Viertens sollte er den erymanthischen Eber fangen, welcher um 
den Berg Erimanthus furchtbar hauste und alles verwüstete. Er trieb 
den Eber zuerst auf ein mit tiefem Schnee bedecktes Feld, lud ihn auf 
seine Schultern und trug ihn nach Micenä, um ihn seinem Gebieter 
zu zeigen. Dieser verkroch sich, als er den Eber erblickte, in ein Faß. — 
Die fünfte Arbeit war: in einem Tage die Ställe des Augias, Königs 
zu Elis, zu reinigen. In diesen Ställen standen 3000' Rinder. Er 
riß einen Theil der ummauerten Ställe ein, leitete die Flüsse Alphaeus 
und Peucus hinein, damit ihre Fluthen den Unrath wegspülen sollten. 
Augias versprach dem Herkules 300 Rinder für diese Arbeit, hielt aber 
nicht Wort. — Die sechste Arbeit bestand darin, die Stymphaliden zu 
tödten. Diese waren furchtbare Raubvögel mit ehernen Flügeln, die sie 
gleich Pfeilen abschießen konnten, und gegen welche der stärkste Panzer 
nicht schützte. Sie hielten sich in den dichten Waldungen am See 
Stymphalis in Arkadien auf und thaten in dieser Gegend vielen 
Schaden. Minerva gab Herkules eine große Klapper, welche die Thiere 
auftrieb, und er erschoß sie in der Luft mit seinen Pfeilen. — Die 
siebente Arbeit war: den wüthenden Stier auf Kreta zu sangen. Er 
brachte ihn lebendig nach Micenä, wo Erystheus ihn wieder frei ließ.

### Bereitgestellte Datensätze
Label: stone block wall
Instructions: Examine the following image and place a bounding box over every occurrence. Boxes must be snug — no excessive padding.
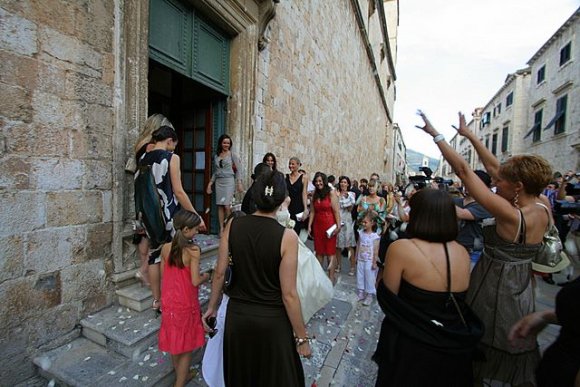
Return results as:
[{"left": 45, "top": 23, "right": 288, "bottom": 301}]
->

### Ziel
Beantworte anhand des Textauszugs über die Arbeiten des Herkules diese Fragen:
(a) Wohin trieb Herkules den erymanthischen Eber zuerst?
(b) Welche Flüsse leitete er in die Ställe des Augias?
(c) Was gab Minerva dem Herkules im Kampf gegen die Stymphaliden?
Die Datensätze spielen hierfür keine Rolle.

### Richtige Lösung
(a) Auf ein mit tiefem Schnee bedecktes Feld.
(b) Den Alphaeus und den Peucus.
(c) Eine große Klapper, welche die Tiere auftrieb.